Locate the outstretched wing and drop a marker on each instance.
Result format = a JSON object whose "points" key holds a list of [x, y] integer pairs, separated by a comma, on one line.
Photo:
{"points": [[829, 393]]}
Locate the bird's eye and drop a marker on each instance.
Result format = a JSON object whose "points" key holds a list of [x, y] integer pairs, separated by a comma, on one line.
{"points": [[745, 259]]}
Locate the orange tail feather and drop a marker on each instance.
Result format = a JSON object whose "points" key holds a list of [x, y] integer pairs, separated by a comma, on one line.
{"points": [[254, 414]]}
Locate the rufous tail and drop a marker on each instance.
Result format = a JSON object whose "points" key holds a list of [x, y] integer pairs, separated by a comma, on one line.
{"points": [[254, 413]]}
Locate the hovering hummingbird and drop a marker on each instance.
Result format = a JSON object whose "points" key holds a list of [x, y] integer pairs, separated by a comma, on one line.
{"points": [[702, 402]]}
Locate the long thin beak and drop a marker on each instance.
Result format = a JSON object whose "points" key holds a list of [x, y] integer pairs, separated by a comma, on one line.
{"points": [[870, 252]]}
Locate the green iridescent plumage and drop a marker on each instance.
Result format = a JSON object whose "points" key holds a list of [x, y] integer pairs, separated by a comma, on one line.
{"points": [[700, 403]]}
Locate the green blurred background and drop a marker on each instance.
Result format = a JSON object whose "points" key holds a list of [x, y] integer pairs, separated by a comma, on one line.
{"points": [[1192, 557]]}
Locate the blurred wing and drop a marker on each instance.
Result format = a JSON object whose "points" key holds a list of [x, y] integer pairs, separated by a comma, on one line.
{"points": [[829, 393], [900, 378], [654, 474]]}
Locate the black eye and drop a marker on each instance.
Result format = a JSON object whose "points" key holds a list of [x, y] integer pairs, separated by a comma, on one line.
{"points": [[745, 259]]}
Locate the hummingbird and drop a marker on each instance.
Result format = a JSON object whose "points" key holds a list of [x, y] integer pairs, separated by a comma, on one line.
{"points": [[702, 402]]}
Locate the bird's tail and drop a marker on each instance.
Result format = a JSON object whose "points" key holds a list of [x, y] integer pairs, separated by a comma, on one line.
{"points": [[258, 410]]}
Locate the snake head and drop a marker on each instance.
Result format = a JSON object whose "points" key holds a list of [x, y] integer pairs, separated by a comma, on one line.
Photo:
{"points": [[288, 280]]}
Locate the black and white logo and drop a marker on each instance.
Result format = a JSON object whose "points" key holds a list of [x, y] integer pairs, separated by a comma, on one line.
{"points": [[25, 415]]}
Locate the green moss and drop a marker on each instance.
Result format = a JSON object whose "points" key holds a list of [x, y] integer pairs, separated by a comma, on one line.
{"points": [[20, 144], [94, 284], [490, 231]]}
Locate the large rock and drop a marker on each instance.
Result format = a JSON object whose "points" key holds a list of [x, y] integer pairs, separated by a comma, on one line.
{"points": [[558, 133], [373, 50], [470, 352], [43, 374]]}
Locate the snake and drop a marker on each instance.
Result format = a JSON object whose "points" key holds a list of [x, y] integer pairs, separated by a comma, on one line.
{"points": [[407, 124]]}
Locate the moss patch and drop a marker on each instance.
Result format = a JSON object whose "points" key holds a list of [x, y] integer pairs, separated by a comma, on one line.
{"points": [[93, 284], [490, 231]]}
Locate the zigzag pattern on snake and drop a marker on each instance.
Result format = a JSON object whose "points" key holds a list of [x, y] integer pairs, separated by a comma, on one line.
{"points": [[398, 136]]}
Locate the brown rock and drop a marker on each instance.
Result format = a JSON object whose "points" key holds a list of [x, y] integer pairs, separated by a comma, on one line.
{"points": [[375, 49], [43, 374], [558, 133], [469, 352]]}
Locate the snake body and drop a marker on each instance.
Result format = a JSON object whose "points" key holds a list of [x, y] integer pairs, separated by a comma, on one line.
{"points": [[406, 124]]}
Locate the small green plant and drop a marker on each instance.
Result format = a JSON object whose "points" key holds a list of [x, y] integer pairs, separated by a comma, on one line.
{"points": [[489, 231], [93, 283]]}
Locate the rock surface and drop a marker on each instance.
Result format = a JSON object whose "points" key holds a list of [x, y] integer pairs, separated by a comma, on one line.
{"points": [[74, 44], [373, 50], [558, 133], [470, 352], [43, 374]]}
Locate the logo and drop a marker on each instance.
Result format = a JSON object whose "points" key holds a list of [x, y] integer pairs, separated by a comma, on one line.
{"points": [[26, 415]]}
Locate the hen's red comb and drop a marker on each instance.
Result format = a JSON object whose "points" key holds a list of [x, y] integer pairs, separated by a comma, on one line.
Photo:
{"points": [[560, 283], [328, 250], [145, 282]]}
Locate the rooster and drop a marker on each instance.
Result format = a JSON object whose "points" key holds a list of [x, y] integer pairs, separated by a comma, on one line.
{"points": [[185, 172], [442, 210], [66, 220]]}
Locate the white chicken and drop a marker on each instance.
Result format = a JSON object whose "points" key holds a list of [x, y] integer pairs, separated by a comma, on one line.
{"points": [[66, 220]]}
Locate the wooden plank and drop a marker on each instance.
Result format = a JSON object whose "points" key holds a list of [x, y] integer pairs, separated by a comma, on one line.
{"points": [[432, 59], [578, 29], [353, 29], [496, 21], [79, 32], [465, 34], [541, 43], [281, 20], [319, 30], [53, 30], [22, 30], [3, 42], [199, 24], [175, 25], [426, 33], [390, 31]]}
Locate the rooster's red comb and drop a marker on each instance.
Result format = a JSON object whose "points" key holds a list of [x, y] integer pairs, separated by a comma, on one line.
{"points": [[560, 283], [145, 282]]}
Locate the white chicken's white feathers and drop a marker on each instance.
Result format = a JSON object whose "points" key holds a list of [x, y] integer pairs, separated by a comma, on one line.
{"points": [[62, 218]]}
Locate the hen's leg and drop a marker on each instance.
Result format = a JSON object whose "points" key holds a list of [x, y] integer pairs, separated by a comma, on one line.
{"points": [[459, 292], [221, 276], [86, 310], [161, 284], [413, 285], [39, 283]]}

****************************************

**TASK**.
Please find each line in the records above that holds the word "black", and copy it.

**ANSWER SECTION**.
Locate the black eye and drop a marker on each instance.
Locate the black and white logo and drop a marker on each instance.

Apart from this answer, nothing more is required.